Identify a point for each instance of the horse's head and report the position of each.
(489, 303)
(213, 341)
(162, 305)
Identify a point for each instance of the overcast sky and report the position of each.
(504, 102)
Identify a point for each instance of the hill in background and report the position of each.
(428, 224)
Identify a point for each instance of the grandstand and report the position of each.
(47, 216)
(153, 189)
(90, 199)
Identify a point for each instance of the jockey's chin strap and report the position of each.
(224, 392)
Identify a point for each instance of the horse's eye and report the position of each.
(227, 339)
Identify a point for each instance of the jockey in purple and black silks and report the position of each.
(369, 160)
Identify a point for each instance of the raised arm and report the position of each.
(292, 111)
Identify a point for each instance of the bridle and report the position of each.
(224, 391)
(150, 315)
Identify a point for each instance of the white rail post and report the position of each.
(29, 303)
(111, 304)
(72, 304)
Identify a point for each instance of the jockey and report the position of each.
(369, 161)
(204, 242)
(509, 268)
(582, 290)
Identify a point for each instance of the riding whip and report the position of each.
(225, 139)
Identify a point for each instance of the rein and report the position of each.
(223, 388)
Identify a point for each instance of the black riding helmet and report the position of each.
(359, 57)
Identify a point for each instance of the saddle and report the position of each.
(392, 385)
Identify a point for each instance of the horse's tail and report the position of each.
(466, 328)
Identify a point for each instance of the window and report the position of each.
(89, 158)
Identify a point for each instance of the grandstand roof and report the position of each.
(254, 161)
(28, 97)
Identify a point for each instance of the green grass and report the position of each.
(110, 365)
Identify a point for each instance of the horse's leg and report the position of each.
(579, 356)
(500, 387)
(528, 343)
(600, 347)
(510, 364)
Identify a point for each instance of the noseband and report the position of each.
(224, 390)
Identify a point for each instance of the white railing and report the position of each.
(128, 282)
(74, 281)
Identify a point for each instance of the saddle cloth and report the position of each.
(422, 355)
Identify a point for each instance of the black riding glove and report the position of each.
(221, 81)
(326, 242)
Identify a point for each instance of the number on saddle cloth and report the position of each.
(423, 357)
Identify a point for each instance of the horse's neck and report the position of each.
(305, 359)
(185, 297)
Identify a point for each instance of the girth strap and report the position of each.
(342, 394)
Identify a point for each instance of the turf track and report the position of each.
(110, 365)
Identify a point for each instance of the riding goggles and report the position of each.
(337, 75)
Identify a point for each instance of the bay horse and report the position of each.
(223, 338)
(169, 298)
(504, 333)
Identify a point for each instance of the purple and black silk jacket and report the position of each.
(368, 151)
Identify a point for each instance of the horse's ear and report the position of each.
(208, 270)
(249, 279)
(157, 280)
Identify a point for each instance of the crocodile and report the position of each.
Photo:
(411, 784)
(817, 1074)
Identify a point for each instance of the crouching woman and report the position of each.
────────────────────────────────────────
Direction:
Arrange every line above as a Markdown table with two columns, Row and Line. Number the rows in order and leave out any blank lines.

Answer for the task:
| Row | Line |
|---|---|
| 1 | Identify a point for each instance of the horse's head and report the position of each. |
| 2 | (489, 303) |
| 3 | (213, 341) |
| 4 | (162, 305) |
| 5 | Identify a point for each instance of the overcast sky and report the position of each. |
| 6 | (504, 102) |
| 7 | Identify a point for each instance of the hill in background and report the position of each. |
| 8 | (428, 224) |
| 9 | Identify a point for each instance of the grandstand and report the position of each. |
| 10 | (47, 216) |
| 11 | (153, 189) |
| 12 | (90, 199) |
| 13 | Identify a point for each instance of the jockey's chin strap and report the position of each. |
| 14 | (224, 392) |
| 15 | Identify a point for each instance of the horse's eye and report the position of each. |
| 16 | (227, 339) |
| 17 | Identify a point for each instance of the jockey in purple and black silks and report the position of each. |
| 18 | (369, 160) |
| 19 | Identify a point for each instance of the raised arm and report the position of each. |
| 20 | (292, 111) |
| 21 | Identify a point for each instance of the bridle and report the position of each. |
| 22 | (224, 391) |
| 23 | (150, 315) |
| 24 | Identify a point for each instance of the white rail post and report the position of each. |
| 25 | (29, 303) |
| 26 | (111, 304) |
| 27 | (72, 304) |
| 28 | Identify a point for each instance of the jockey and report the position of each. |
| 29 | (369, 161) |
| 30 | (204, 242) |
| 31 | (509, 268) |
| 32 | (582, 290) |
| 33 | Identify a point for each instance of the riding whip and report the position of each. |
| 34 | (225, 139) |
| 35 | Identify a point for each instance of the rein and report the position of each. |
| 36 | (223, 388) |
| 37 | Identify a point for each instance of the black riding helmet and report the position of each. |
| 38 | (359, 57) |
| 39 | Identify a point for each instance of the saddle and report the position of each. |
| 40 | (392, 385) |
| 41 | Identify a point for each instance of the horse's tail and report the position of each. |
| 42 | (466, 328) |
| 43 | Identify a point for each instance of the window and report the position of each. |
| 44 | (89, 158) |
| 45 | Identify a point for each instance of the grandstand roof and report the position of each. |
| 46 | (254, 161) |
| 47 | (28, 97) |
| 48 | Identify a point for each instance of the green grass and report the position of each. |
| 49 | (110, 365) |
| 50 | Identify a point for each instance of the horse's leg and report the position of each. |
| 51 | (579, 356) |
| 52 | (500, 387) |
| 53 | (528, 343) |
| 54 | (600, 347) |
| 55 | (510, 364) |
| 56 | Identify a point for each instance of the noseband and report the position of each. |
| 57 | (224, 390) |
| 58 | Identify a point for each instance of the white railing and report the position of each. |
| 59 | (128, 282) |
| 60 | (74, 281) |
| 61 | Identify a point for each instance of the saddle cloth and report the position of each. |
| 62 | (422, 355) |
| 63 | Identify a point for each instance of the black riding glove and report the position of each. |
| 64 | (221, 81) |
| 65 | (326, 242) |
| 66 | Identify a point for each instance of the number on saddle cloth and report the position of each. |
| 67 | (423, 357) |
| 68 | Identify a point for each instance of the horse's neck and report the position of each. |
| 69 | (305, 359) |
| 70 | (185, 297) |
| 71 | Identify a point for each instance of the girth strap and report the position of each. |
| 72 | (342, 394) |
| 73 | Identify a point for each instance of the turf track and report the position of each. |
| 74 | (110, 365) |
| 75 | Identify a point for each instance of the riding goggles and report the position of each. |
| 76 | (337, 75) |
| 77 | Identify a point for each instance of the bay horse and report the position of each. |
| 78 | (223, 338) |
| 79 | (169, 298) |
| 80 | (504, 333) |
| 81 | Identify a point for each instance of the purple and black silk jacket and report the position of each. |
| 82 | (368, 151) |
| 83 | Identify a point for each instance of the horse's ear and report the position of each. |
| 84 | (208, 270) |
| 85 | (249, 279) |
| 86 | (157, 280) |
| 87 | Identify a point for each instance of the crocodile and report the position of each. |
| 88 | Photo: |
| 89 | (411, 784) |
| 90 | (817, 1074) |
| 91 | Identify a point for each instance of the crouching woman and report the position of each. |